Problem description:
Repeat the records below exactly, beginning at the first line and finishing with the line that contains "positive clicks: (588, 78)".

--- Given data ---

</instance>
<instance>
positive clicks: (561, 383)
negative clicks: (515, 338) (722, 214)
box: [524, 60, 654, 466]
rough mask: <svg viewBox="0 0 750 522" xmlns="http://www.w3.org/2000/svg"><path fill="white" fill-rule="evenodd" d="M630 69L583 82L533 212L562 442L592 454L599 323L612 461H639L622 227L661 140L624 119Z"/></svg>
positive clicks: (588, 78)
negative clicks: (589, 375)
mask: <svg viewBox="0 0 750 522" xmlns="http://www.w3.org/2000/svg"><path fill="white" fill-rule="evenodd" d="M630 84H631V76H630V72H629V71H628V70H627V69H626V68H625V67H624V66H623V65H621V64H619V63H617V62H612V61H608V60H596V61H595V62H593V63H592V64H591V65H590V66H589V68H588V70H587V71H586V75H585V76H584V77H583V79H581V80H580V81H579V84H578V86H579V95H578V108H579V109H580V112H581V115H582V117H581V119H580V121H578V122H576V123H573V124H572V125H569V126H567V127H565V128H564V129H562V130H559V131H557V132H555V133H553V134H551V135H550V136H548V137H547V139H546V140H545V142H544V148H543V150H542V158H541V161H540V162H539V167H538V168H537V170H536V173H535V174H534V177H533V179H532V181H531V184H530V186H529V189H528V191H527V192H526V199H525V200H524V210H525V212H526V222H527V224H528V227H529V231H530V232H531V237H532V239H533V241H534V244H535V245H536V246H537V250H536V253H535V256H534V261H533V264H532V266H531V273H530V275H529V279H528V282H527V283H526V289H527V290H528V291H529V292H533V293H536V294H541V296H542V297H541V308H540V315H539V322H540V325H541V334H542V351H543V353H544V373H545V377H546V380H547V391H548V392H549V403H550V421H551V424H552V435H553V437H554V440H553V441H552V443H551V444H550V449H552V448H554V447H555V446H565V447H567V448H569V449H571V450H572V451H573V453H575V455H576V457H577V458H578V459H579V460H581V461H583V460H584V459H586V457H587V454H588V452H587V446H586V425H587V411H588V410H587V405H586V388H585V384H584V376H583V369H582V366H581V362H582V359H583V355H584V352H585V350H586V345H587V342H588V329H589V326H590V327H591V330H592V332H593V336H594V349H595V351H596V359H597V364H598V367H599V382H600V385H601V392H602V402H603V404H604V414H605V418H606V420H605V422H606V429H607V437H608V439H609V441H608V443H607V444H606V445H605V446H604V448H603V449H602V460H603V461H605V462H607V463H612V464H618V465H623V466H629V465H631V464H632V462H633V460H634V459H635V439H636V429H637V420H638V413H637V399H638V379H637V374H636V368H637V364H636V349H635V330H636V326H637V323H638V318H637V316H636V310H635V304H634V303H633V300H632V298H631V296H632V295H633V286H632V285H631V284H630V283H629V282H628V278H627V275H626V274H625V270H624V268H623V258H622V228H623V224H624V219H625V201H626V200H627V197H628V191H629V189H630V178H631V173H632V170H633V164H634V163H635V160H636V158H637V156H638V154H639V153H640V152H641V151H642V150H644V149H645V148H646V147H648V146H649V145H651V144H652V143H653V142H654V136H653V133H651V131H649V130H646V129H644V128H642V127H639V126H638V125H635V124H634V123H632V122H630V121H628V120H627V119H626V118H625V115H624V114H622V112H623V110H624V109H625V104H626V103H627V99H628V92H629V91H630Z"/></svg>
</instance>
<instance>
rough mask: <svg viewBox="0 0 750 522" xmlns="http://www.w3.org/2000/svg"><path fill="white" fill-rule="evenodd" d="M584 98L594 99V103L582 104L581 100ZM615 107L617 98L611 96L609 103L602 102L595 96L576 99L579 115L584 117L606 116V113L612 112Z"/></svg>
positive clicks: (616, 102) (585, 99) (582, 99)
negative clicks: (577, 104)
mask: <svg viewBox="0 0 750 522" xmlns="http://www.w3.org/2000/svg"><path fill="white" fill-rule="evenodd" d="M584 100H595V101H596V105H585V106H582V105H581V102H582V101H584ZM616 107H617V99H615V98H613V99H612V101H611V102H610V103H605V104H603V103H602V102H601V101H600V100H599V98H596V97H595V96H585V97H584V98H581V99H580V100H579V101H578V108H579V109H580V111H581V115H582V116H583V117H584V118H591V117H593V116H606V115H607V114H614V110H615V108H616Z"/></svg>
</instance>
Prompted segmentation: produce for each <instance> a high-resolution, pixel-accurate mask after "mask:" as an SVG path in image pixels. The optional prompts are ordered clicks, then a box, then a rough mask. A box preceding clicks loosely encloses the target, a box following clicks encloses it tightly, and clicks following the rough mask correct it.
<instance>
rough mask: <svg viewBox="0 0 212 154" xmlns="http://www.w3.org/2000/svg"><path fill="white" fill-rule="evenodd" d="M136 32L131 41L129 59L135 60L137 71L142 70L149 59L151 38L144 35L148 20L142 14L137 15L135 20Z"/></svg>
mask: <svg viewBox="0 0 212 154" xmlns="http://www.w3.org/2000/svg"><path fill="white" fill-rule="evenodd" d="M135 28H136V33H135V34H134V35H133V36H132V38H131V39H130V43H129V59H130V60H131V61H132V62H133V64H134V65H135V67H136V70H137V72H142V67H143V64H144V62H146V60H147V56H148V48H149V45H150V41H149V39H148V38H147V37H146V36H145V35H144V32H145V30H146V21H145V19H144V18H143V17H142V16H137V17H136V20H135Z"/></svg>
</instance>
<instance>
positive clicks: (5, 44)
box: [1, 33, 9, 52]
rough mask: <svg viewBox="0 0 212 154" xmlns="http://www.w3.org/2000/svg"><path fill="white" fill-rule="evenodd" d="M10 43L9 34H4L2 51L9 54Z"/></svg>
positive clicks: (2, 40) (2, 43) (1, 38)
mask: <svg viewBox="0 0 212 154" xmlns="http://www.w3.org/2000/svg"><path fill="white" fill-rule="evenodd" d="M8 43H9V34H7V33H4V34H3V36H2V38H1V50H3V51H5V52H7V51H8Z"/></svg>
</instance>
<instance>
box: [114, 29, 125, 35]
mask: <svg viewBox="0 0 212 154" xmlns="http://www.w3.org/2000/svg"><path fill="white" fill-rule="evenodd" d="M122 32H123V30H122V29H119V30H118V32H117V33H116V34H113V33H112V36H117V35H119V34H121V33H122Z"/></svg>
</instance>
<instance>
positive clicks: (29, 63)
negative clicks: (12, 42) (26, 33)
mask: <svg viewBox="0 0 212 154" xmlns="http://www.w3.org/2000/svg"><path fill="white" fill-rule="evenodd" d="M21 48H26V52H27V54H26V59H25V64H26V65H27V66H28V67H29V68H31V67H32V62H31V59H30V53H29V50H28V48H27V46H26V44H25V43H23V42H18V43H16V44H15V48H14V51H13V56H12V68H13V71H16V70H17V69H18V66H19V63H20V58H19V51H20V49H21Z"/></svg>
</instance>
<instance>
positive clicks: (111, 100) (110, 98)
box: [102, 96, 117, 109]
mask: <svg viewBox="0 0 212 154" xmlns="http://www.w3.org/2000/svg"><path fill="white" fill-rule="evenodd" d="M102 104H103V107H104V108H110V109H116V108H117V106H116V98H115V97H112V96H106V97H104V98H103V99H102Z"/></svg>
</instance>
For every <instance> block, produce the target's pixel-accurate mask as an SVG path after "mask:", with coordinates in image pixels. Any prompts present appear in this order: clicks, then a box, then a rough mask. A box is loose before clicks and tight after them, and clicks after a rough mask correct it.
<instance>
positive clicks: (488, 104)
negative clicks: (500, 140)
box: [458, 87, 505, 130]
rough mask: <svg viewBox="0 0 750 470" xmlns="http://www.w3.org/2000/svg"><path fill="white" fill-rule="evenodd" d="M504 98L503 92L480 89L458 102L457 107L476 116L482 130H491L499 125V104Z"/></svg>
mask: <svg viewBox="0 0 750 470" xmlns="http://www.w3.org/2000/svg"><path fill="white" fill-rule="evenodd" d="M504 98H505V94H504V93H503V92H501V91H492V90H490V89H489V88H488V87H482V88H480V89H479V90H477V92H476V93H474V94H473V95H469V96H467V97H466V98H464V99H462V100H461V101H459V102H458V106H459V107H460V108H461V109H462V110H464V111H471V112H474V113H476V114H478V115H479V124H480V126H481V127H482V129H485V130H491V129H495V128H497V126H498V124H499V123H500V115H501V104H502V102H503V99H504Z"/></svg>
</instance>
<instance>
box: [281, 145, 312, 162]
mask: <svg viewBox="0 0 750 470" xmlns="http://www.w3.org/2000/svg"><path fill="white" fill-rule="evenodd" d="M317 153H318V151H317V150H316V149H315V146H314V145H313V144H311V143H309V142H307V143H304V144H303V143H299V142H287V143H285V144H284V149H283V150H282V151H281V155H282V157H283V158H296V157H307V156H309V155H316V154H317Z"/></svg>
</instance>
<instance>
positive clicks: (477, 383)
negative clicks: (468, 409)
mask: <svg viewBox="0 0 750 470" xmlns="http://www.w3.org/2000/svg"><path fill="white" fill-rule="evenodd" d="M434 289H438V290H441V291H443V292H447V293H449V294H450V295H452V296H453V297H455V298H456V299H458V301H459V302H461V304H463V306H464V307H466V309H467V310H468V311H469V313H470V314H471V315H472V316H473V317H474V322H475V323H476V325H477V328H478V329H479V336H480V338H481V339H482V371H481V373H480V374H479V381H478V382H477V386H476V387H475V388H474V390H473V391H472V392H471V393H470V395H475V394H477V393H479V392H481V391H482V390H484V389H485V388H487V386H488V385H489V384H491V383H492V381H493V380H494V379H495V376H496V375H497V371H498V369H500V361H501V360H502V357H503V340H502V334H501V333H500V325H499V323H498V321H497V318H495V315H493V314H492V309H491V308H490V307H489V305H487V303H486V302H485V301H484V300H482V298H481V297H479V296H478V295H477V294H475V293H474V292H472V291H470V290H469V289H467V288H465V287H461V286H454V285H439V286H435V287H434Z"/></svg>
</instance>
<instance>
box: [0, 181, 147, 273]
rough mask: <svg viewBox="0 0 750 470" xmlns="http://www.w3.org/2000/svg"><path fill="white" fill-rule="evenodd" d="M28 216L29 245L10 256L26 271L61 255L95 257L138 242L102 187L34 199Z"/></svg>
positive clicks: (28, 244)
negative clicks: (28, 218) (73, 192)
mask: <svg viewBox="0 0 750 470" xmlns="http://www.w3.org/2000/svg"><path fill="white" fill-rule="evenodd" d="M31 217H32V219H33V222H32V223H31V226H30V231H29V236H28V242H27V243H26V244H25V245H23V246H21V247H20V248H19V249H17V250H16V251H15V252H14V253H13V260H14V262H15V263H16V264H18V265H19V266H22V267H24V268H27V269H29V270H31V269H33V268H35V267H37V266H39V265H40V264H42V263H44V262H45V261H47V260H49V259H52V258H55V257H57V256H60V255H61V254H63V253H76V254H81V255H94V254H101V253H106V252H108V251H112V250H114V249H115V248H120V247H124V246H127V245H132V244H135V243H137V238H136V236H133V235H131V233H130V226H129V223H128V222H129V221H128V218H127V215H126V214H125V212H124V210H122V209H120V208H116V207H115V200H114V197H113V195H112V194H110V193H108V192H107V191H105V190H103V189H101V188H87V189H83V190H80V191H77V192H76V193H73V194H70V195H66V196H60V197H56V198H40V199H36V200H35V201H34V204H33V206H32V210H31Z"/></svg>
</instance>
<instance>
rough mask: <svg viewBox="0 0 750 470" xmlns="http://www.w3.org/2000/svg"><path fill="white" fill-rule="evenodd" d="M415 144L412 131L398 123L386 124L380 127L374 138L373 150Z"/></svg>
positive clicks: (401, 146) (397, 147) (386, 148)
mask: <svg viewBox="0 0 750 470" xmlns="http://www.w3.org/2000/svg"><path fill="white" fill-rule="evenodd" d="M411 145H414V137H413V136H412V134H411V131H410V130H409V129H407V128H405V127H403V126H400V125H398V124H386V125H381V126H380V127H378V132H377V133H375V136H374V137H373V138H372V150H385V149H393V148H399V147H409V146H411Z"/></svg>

---

Answer:
</instance>
<instance>
positive clicks: (561, 383)
negative clicks: (515, 338) (722, 214)
box: [524, 60, 654, 466]
rough mask: <svg viewBox="0 0 750 522" xmlns="http://www.w3.org/2000/svg"><path fill="white" fill-rule="evenodd" d="M630 69L583 82L533 212L562 442L592 454L599 323L612 461H639L622 227L661 140L624 119Z"/></svg>
positive clicks: (588, 78)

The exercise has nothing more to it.